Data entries
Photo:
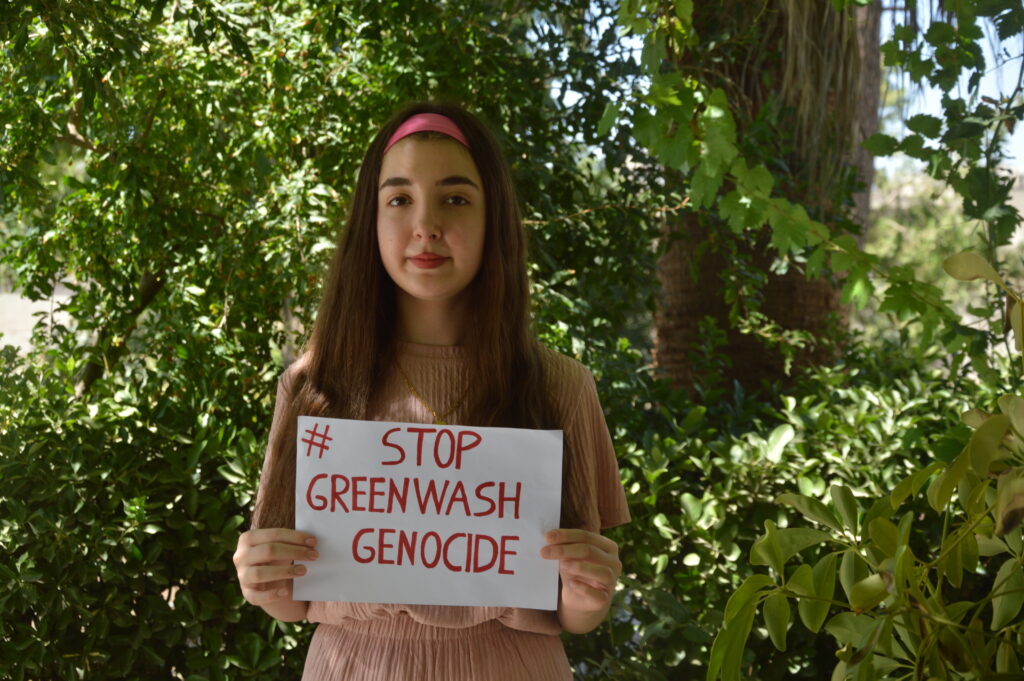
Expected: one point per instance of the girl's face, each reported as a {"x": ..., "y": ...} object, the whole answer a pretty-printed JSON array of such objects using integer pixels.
[{"x": 430, "y": 218}]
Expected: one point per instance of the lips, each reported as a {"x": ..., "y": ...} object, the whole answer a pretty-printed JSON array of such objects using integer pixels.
[{"x": 428, "y": 260}]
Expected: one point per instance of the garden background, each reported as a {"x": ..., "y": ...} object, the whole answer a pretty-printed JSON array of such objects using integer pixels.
[{"x": 783, "y": 363}]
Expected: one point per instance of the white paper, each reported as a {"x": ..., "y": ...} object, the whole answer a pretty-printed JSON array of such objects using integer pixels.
[{"x": 476, "y": 483}]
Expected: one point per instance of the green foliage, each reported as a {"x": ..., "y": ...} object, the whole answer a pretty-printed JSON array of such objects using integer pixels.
[
  {"x": 912, "y": 602},
  {"x": 688, "y": 125},
  {"x": 183, "y": 168}
]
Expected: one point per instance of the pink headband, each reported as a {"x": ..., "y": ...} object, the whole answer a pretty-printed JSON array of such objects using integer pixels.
[{"x": 421, "y": 122}]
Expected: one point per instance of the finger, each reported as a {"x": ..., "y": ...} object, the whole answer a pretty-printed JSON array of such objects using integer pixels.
[
  {"x": 571, "y": 536},
  {"x": 599, "y": 577},
  {"x": 588, "y": 595},
  {"x": 587, "y": 552},
  {"x": 267, "y": 553},
  {"x": 276, "y": 535},
  {"x": 263, "y": 594},
  {"x": 253, "y": 576}
]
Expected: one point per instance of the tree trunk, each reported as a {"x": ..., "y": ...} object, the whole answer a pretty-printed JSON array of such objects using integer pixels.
[{"x": 691, "y": 270}]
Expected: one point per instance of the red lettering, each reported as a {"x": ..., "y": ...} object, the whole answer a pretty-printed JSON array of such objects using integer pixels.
[
  {"x": 462, "y": 448},
  {"x": 437, "y": 550},
  {"x": 375, "y": 493},
  {"x": 477, "y": 567},
  {"x": 386, "y": 442},
  {"x": 321, "y": 500},
  {"x": 419, "y": 441},
  {"x": 513, "y": 498},
  {"x": 381, "y": 545},
  {"x": 407, "y": 547},
  {"x": 393, "y": 495},
  {"x": 430, "y": 495},
  {"x": 337, "y": 496},
  {"x": 491, "y": 502},
  {"x": 458, "y": 496},
  {"x": 448, "y": 544},
  {"x": 452, "y": 451},
  {"x": 356, "y": 493},
  {"x": 506, "y": 553},
  {"x": 369, "y": 557}
]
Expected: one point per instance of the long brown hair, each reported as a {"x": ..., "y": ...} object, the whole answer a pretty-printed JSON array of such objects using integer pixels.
[{"x": 352, "y": 344}]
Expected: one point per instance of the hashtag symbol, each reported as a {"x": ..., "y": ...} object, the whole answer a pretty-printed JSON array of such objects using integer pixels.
[{"x": 317, "y": 439}]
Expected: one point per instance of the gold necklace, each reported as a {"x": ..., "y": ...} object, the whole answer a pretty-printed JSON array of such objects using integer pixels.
[{"x": 438, "y": 418}]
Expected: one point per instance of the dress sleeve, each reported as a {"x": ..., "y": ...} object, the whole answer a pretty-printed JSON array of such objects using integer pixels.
[
  {"x": 278, "y": 423},
  {"x": 595, "y": 484}
]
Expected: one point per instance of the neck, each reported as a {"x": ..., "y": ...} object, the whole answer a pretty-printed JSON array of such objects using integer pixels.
[{"x": 430, "y": 323}]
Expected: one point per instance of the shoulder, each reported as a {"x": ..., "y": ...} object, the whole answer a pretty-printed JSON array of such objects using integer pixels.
[
  {"x": 294, "y": 374},
  {"x": 562, "y": 370},
  {"x": 567, "y": 381}
]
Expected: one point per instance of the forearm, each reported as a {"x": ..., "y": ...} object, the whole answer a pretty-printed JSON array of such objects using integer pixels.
[
  {"x": 580, "y": 622},
  {"x": 287, "y": 610}
]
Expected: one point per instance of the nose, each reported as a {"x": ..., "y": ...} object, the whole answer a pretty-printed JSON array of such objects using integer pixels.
[{"x": 427, "y": 224}]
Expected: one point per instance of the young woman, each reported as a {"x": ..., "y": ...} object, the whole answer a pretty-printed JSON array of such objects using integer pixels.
[{"x": 425, "y": 318}]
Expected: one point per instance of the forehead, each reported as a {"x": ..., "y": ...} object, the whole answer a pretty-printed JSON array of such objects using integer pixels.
[{"x": 427, "y": 159}]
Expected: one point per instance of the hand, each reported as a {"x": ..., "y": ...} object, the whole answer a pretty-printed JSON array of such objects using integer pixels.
[
  {"x": 264, "y": 562},
  {"x": 589, "y": 566}
]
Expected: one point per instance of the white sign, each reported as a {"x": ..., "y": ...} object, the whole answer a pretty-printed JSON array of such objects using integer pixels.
[{"x": 427, "y": 514}]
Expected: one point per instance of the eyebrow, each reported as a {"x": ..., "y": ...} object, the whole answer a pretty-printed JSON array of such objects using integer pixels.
[{"x": 448, "y": 181}]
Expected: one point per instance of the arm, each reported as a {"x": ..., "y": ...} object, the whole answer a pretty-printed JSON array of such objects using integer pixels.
[{"x": 589, "y": 566}]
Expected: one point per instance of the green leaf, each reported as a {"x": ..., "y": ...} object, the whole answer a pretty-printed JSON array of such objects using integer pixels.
[
  {"x": 930, "y": 126},
  {"x": 867, "y": 593},
  {"x": 776, "y": 612},
  {"x": 684, "y": 10},
  {"x": 720, "y": 132},
  {"x": 813, "y": 612},
  {"x": 1009, "y": 597},
  {"x": 851, "y": 570},
  {"x": 968, "y": 266},
  {"x": 1013, "y": 407},
  {"x": 984, "y": 444},
  {"x": 885, "y": 535},
  {"x": 1017, "y": 324},
  {"x": 909, "y": 485},
  {"x": 811, "y": 509},
  {"x": 850, "y": 629},
  {"x": 747, "y": 593},
  {"x": 692, "y": 505},
  {"x": 777, "y": 546},
  {"x": 847, "y": 506},
  {"x": 881, "y": 144},
  {"x": 779, "y": 437},
  {"x": 802, "y": 581},
  {"x": 607, "y": 119},
  {"x": 942, "y": 487},
  {"x": 727, "y": 651}
]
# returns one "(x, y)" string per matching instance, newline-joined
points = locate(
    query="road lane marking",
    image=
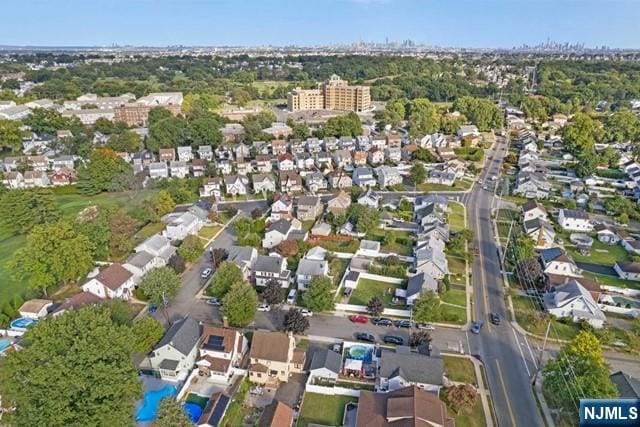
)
(506, 396)
(521, 352)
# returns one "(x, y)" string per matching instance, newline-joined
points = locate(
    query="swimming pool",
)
(22, 323)
(149, 408)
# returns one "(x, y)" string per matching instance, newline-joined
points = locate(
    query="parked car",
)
(358, 318)
(364, 336)
(426, 326)
(475, 328)
(403, 323)
(206, 273)
(392, 339)
(382, 321)
(495, 318)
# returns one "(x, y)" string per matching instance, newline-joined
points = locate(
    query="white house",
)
(114, 281)
(572, 300)
(574, 220)
(176, 353)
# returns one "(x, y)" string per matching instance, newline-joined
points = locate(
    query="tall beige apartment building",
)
(333, 94)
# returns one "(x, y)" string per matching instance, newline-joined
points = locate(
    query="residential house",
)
(315, 182)
(271, 267)
(572, 300)
(308, 208)
(185, 154)
(263, 183)
(388, 176)
(339, 204)
(628, 270)
(308, 269)
(574, 220)
(244, 257)
(158, 170)
(236, 185)
(409, 406)
(272, 358)
(221, 353)
(115, 281)
(325, 365)
(339, 179)
(211, 187)
(179, 169)
(175, 354)
(363, 177)
(263, 163)
(182, 225)
(399, 369)
(290, 182)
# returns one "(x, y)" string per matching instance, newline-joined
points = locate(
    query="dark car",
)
(475, 328)
(364, 336)
(382, 321)
(495, 318)
(403, 323)
(392, 339)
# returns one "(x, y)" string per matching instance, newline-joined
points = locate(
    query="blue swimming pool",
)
(22, 323)
(149, 408)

* [Your assignment] Make a copy of each line in the records that has the word "query".

* [Completed task]
    query="road lane marking",
    query="swimming pool",
    query="parked car",
    query="white house",
    query="tall beige apartment building",
    query="residential house",
    query="dark car",
    query="blue swimming pool",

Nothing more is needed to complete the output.